• AIM OF THE EXERCISE
Please switch "keypoint" to "marker" throughout the listing below, leaving everything else unchanged, and write out the listing again without the pictures.

[Location annotation dataset excerpts]

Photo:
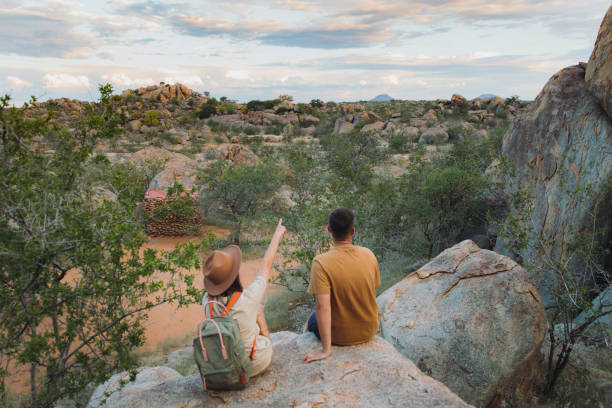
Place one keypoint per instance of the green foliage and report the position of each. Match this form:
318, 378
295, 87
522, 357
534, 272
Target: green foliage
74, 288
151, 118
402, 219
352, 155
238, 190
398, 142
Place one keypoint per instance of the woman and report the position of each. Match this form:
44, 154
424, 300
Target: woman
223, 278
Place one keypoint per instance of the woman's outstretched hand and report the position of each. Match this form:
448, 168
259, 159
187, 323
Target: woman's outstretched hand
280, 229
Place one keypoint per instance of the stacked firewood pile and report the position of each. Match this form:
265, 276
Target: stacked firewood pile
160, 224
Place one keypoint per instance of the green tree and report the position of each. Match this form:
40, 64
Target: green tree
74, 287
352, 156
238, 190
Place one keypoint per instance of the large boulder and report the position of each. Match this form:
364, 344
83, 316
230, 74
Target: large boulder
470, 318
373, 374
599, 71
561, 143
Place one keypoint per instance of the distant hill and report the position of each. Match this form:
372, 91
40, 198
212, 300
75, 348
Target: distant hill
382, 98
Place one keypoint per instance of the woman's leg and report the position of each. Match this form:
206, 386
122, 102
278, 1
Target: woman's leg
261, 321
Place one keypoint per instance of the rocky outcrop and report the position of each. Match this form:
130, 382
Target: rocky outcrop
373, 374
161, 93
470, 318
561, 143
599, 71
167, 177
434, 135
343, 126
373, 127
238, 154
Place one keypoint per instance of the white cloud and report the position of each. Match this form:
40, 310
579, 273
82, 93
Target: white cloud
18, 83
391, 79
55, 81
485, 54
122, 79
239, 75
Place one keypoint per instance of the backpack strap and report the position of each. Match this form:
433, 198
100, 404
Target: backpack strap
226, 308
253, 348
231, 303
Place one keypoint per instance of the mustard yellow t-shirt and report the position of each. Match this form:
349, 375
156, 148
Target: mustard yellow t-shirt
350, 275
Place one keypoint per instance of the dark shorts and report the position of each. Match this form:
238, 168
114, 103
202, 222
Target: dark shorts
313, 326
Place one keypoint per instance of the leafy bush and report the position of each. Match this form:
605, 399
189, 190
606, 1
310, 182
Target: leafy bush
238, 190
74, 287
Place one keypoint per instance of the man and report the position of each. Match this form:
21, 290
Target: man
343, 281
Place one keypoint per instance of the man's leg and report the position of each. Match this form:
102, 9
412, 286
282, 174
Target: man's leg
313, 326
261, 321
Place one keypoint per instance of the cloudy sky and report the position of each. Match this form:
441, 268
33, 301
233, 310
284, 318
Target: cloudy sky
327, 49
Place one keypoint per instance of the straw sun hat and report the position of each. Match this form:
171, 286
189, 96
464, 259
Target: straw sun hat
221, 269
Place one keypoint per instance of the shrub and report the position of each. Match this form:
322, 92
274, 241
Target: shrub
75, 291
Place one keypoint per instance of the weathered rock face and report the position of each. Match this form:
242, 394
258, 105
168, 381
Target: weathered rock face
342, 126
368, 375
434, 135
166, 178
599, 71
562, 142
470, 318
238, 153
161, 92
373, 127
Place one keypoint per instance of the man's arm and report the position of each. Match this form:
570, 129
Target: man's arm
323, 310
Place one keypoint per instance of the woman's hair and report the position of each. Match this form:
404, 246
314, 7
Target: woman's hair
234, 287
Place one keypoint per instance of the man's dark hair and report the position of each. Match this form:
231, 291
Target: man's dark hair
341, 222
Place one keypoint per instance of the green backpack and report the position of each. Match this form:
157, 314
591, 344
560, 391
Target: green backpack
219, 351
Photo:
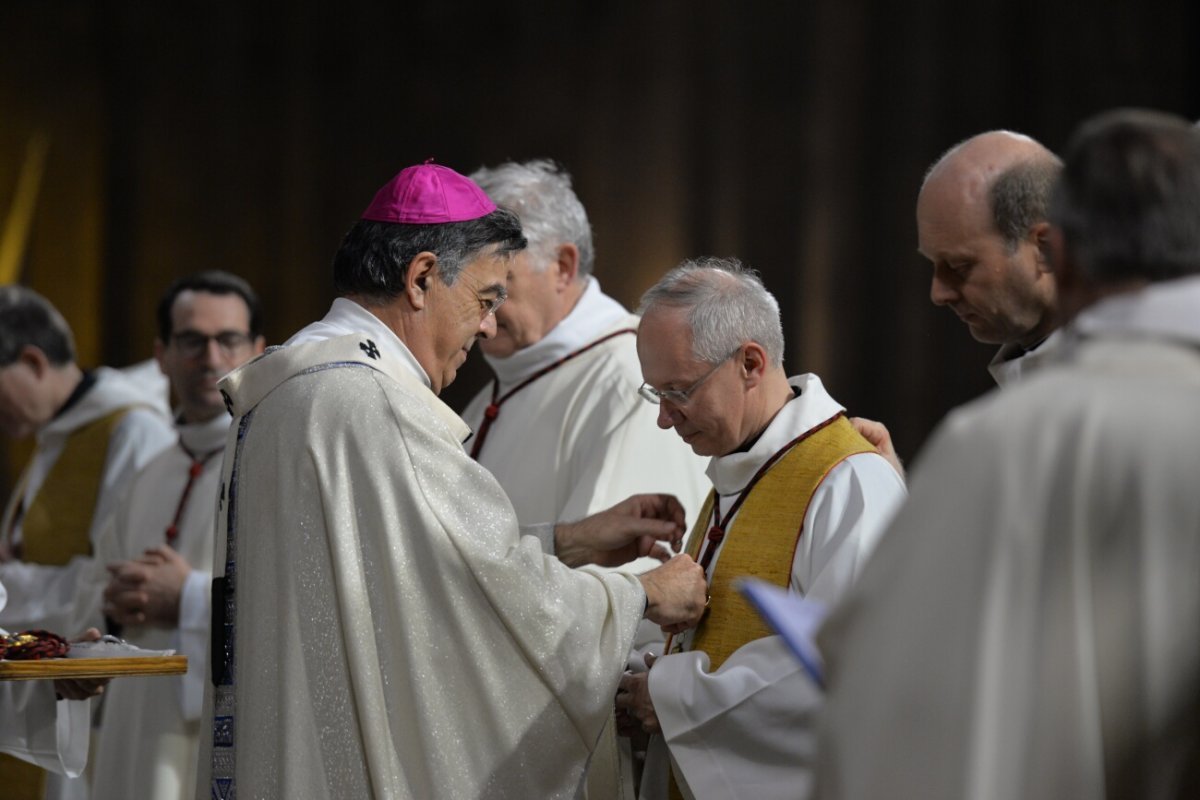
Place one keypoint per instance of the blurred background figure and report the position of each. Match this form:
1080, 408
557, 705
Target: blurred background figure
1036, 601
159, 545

• EXERCISE OUTPUT
Photo:
Place one marker per instance of the green foliage and report the position of each. Match this form:
318, 378
295, 87
522, 357
534, 272
Target: green foliage
74, 288
151, 118
402, 219
352, 155
238, 190
398, 142
Place one marker per instance of the woman and report the position of each. Match this form:
44, 154
424, 300
Target: woman
223, 278
Place one marker per instance of the woman's outstretched hand and report the position of each. Match this form:
448, 168
259, 159
187, 323
Target: woman's outstretched hand
280, 229
Place one marker per instance of the stacked firewood pile and report the position of each. Match this form:
265, 276
Target: stacked firewood pile
160, 224
Place one marker per instance of the green tree and report the position of each. Match this form:
40, 64
Target: green tree
74, 287
352, 156
238, 190
Place one marker per instance of the large boulder and report the position of each. Match this form:
364, 344
83, 316
230, 74
Target: large boulder
470, 318
373, 374
599, 71
561, 143
Place one marker per instance of the distant hill and report the position of each. Match this form:
372, 91
40, 198
212, 300
75, 348
Target: distant hill
382, 98
Place one marker per instance of the woman's leg and report the position of each. Match this form:
206, 386
122, 102
278, 1
Target: woman's leg
261, 321
Place one marker per instance of the rocky outcrop and report the position of each. Match this form:
130, 382
Target: rocky outcrop
373, 374
161, 93
470, 318
561, 143
599, 71
167, 177
434, 135
343, 126
373, 127
238, 154
Place one marker per instance of the white cloud and report the position of each. Match this form:
40, 310
579, 273
82, 93
Target: white cloud
18, 83
391, 79
55, 81
485, 54
122, 79
239, 75
Place one marker per instance of the backpack strap and report the position of each. Match this form:
433, 198
100, 404
Target: backpack strap
226, 308
253, 348
231, 303
Place one marker per instance of the mustard yellow t-shirt and report the position of each. Match this form:
349, 375
156, 148
Target: mustard yellow t-shirt
350, 275
Place one marker per instance of the dark shorts and report the position of each. Match this form:
238, 168
114, 103
202, 222
Target: dark shorts
313, 326
Place one marker per instance of the leafy bush and report the position of each. Match this form:
605, 399
189, 190
606, 1
310, 182
Target: leafy bush
238, 190
74, 287
Place one marker per instance of the man and report the position of each. Match this form:
21, 290
Target: man
343, 281
Place one marker per instance of the man's leg and report the position of each. Match this form:
102, 9
412, 286
282, 174
Target: man's leg
313, 326
261, 321
Place one marker per instance of the cloudy sky and report the position of each. Match this form:
441, 268
33, 301
233, 310
284, 318
Target: cloudy sky
327, 49
Place one marker per instance of the straw sun hat and report the position of each. Match this form:
171, 286
189, 96
464, 259
Target: straw sun hat
221, 269
Place one marker per instance of the shrub and report the position of each. Match this form:
322, 92
274, 241
Target: shrub
75, 291
Place one marker per instance of the weathered rock face and report the position of each. Match this form:
242, 394
258, 105
168, 381
Target: weathered rock face
342, 126
368, 375
434, 135
166, 178
599, 71
562, 142
470, 318
238, 153
161, 92
373, 127
Place one marker per instance of the man's arm and report the position of each. Match this form:
570, 129
Target: man's arm
323, 310
Place one marker per instance of the woman's hair and report the position of each. Match this form:
404, 246
314, 7
Target: woman's hair
234, 287
Place one marker per instance of the man's dark hair and report the position of each. Match this form:
231, 291
Target: man's dark hair
341, 222
Place one marker per instance of the green backpack and report the position of each. Match this form:
157, 314
591, 344
560, 391
Target: green backpack
219, 351
Photo:
Place one marker per instance of the blurred background figure and report the position of each. Match this form:
1080, 408
557, 705
Target: blurred background figure
1036, 601
159, 545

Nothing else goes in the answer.